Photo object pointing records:
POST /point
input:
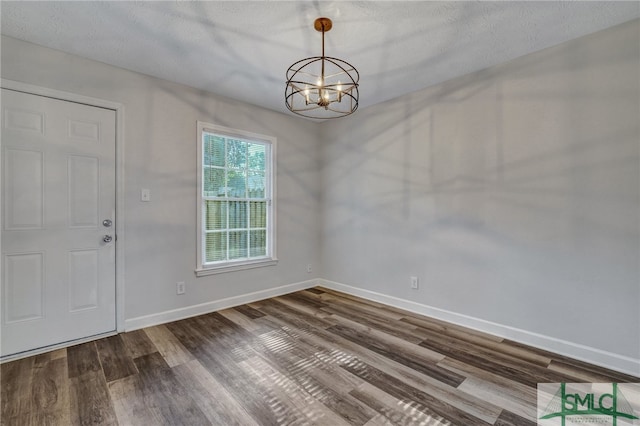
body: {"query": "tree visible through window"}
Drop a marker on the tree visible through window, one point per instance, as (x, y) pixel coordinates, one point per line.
(236, 198)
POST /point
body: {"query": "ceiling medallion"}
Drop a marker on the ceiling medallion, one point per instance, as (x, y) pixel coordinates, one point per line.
(321, 86)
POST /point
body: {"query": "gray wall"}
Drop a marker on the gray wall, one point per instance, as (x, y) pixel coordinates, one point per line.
(160, 138)
(513, 193)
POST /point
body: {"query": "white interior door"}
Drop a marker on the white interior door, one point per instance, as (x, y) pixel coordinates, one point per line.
(58, 212)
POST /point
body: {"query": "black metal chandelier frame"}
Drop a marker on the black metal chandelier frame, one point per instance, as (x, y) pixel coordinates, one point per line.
(321, 95)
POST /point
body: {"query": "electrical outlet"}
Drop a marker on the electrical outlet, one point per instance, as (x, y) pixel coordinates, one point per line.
(414, 283)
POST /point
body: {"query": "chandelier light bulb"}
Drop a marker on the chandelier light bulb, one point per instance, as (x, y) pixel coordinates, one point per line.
(322, 86)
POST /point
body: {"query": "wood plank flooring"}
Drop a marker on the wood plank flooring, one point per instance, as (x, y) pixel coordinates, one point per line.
(312, 357)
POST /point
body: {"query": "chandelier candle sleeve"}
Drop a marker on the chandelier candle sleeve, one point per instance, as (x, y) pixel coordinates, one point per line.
(322, 86)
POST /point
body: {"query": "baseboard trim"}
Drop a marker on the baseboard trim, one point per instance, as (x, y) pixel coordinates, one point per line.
(580, 352)
(215, 305)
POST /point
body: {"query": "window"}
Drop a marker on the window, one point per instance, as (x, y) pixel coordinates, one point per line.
(235, 199)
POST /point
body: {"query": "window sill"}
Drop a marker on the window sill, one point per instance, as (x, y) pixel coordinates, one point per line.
(241, 266)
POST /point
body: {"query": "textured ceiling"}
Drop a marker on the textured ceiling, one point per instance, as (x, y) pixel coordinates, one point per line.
(241, 49)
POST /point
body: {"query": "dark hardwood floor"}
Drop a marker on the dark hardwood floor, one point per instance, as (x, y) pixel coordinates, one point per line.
(311, 357)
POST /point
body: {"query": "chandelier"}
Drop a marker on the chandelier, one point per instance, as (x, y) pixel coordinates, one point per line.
(321, 86)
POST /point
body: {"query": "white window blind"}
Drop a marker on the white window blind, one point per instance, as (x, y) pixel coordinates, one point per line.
(235, 198)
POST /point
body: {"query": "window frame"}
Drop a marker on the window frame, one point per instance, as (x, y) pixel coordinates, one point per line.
(203, 268)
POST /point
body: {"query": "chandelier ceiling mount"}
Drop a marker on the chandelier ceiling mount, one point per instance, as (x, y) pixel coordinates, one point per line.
(322, 86)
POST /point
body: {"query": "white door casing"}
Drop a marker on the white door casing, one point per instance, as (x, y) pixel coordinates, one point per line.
(58, 187)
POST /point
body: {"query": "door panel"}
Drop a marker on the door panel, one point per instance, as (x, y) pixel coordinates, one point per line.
(58, 186)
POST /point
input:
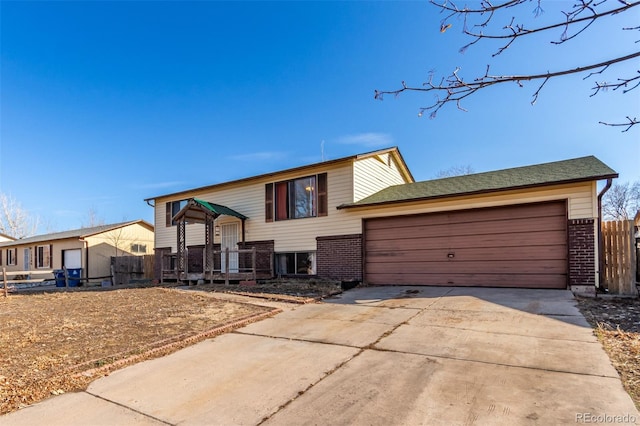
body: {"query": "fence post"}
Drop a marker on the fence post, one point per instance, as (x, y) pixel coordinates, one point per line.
(4, 279)
(253, 261)
(226, 266)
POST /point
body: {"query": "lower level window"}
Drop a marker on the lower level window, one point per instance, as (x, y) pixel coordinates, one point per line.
(138, 248)
(11, 257)
(43, 256)
(297, 263)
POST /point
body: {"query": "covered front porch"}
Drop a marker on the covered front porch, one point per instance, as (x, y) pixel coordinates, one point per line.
(233, 259)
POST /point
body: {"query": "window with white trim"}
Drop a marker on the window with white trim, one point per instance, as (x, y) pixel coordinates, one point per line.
(296, 263)
(138, 248)
(296, 198)
(12, 256)
(43, 257)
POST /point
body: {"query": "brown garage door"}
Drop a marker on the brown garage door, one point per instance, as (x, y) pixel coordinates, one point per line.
(514, 246)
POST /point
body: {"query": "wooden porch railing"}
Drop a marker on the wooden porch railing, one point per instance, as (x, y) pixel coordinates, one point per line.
(221, 268)
(619, 257)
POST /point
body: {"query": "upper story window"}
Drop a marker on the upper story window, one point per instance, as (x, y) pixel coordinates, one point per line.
(43, 256)
(172, 208)
(296, 198)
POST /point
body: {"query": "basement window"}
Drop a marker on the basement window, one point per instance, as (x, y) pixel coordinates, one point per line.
(296, 263)
(11, 256)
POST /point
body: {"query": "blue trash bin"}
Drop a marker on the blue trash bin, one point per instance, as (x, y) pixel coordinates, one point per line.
(73, 275)
(59, 276)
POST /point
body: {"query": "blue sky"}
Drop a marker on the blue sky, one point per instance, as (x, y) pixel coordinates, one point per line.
(104, 104)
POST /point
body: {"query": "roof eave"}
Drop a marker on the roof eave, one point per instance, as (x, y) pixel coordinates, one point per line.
(479, 192)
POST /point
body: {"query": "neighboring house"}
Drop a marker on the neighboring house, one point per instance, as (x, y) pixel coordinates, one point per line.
(87, 248)
(363, 218)
(5, 237)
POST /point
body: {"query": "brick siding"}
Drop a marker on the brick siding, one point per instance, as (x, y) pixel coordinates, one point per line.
(339, 257)
(582, 253)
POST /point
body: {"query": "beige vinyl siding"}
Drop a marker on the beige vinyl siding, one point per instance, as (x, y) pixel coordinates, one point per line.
(56, 254)
(371, 174)
(248, 198)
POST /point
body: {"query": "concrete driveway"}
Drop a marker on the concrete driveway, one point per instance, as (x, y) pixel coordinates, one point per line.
(374, 356)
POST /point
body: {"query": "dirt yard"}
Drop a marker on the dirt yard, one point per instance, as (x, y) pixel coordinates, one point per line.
(58, 342)
(617, 325)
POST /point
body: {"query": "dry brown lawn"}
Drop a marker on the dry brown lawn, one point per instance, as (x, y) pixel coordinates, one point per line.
(617, 325)
(58, 342)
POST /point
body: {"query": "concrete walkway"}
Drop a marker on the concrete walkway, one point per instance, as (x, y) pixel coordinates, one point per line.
(372, 356)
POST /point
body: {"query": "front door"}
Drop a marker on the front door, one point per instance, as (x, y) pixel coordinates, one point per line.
(27, 259)
(229, 240)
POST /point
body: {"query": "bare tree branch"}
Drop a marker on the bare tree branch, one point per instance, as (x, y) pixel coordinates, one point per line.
(454, 88)
(632, 122)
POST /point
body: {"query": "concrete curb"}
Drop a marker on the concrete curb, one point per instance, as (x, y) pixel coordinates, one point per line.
(225, 328)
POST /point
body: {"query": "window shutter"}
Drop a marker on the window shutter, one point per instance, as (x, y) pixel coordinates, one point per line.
(323, 202)
(268, 202)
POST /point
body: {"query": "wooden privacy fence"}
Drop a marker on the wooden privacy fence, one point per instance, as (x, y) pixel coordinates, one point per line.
(619, 257)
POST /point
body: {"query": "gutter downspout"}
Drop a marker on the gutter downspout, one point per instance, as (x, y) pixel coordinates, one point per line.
(600, 254)
(86, 259)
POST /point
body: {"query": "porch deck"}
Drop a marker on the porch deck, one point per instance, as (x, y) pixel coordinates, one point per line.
(224, 265)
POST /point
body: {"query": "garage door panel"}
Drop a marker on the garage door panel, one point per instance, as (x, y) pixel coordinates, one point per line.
(472, 280)
(504, 227)
(496, 267)
(514, 246)
(542, 252)
(470, 216)
(541, 238)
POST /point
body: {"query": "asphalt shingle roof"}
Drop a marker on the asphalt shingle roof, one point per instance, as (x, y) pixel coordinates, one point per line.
(74, 233)
(574, 170)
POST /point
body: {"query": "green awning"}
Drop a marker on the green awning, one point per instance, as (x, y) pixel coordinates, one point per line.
(196, 211)
(218, 209)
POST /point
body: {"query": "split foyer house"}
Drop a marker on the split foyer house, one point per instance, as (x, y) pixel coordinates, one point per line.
(88, 248)
(363, 218)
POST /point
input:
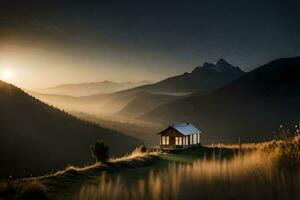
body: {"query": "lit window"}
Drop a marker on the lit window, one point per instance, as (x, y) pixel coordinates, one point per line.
(176, 141)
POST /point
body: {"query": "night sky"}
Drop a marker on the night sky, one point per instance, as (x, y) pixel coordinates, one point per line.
(124, 40)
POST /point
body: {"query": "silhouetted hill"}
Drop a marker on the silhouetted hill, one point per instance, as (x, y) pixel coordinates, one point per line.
(86, 89)
(205, 78)
(36, 138)
(250, 107)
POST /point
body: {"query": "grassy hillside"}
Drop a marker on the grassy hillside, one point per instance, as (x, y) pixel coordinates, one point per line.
(250, 107)
(37, 138)
(264, 171)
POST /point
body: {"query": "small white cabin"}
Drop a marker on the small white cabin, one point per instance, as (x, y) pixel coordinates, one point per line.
(179, 135)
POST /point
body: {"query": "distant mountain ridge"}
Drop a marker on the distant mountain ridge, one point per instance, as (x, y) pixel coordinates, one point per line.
(203, 78)
(138, 100)
(251, 107)
(92, 88)
(36, 138)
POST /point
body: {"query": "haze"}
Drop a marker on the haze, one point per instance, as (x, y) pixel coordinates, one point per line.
(47, 44)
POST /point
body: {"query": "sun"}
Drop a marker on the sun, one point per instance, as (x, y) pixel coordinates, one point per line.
(7, 75)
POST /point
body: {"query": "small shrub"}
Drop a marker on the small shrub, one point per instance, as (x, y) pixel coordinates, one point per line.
(99, 151)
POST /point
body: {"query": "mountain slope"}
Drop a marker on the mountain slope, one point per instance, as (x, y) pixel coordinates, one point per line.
(86, 89)
(202, 79)
(145, 102)
(36, 138)
(250, 107)
(205, 78)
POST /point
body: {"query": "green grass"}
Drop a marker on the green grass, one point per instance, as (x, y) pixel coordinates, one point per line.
(267, 171)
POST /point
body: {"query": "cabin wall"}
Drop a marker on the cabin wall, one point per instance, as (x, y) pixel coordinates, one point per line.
(170, 138)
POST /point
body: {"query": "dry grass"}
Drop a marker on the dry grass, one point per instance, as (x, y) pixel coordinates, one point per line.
(271, 171)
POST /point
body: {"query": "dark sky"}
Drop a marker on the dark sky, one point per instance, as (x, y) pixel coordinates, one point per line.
(157, 38)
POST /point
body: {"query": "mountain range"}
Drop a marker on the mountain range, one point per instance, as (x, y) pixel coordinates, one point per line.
(203, 78)
(222, 100)
(36, 138)
(251, 107)
(139, 100)
(86, 89)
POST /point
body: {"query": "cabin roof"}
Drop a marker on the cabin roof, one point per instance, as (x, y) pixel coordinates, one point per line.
(186, 128)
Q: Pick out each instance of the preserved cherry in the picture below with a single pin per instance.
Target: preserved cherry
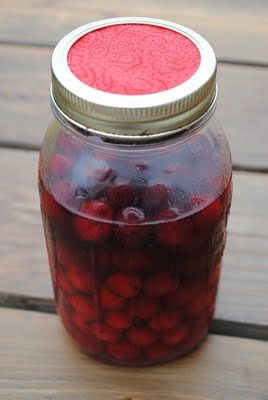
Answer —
(135, 229)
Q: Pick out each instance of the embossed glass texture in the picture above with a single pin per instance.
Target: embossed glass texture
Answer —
(135, 236)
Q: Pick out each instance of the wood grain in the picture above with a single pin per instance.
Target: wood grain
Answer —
(25, 114)
(243, 295)
(39, 361)
(238, 30)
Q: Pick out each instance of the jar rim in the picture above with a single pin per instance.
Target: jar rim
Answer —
(133, 115)
(69, 123)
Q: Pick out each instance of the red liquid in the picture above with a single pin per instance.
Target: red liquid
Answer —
(135, 281)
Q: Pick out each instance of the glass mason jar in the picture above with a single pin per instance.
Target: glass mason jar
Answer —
(135, 182)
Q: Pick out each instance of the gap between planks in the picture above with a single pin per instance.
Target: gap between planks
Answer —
(219, 326)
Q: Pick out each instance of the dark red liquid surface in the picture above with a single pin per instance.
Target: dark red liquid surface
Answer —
(135, 275)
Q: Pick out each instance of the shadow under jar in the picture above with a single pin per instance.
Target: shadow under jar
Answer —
(135, 187)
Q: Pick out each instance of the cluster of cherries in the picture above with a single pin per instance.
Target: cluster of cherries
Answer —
(135, 259)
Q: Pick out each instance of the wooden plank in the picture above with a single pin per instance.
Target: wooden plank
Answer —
(39, 360)
(25, 114)
(243, 294)
(238, 30)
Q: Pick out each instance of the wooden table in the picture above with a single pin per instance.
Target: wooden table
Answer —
(37, 359)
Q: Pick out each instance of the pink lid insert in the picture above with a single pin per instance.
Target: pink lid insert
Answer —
(133, 59)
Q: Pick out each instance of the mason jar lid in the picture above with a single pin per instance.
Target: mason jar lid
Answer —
(133, 77)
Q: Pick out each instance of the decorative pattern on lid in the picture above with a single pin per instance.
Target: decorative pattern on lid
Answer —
(134, 115)
(133, 59)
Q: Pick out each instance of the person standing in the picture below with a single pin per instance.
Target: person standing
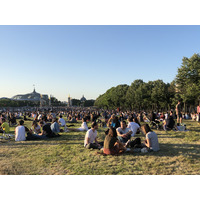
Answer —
(5, 126)
(91, 138)
(20, 132)
(198, 112)
(151, 141)
(178, 112)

REQUIREMENTS – Take the line that contains "Q: Pick out each instance of the shadow" and every line after it up to the end of the records above, and restate them exactly, without the pictures.

SOLUTION TO THIS PROBLEM –
Q: Pick out each instance of the shadow under jar in the picture above with a single pin per instance.
Target: shadow under jar
Answer —
(135, 187)
Q: Pick out each instance of the cluster of cherries in the picture above with a single pin per instance.
Target: cluster of cherries
Answer —
(135, 259)
Q: Pick out each instance of the wooden plank in the picture above with a single pin per instance.
Target: wooden plank
Answer —
(39, 360)
(25, 114)
(243, 294)
(238, 30)
Q: Pick out each instance of the wooden table in the picture above with a single pin per instance.
Target: wooden table
Answer —
(37, 359)
Q: Pick out each instance of the pink lid insert in the picture above with a single pin per instance.
Target: pink lid insert
Answer —
(133, 59)
Q: Pick out each instance of the mason jar lid in the picture above with a single pin per instance.
Target: mason jar lid
Answer —
(133, 77)
Q: Pick out each instance of the decorative pattern on lid in the picture above with a single pin per instance.
Target: decorative pattern on lid
Answer —
(134, 115)
(133, 59)
Q: Pick out each instance of the person standing in the picture below with a single pin per instance.
Target: person standing
Answer —
(5, 126)
(91, 138)
(20, 132)
(198, 112)
(151, 141)
(178, 112)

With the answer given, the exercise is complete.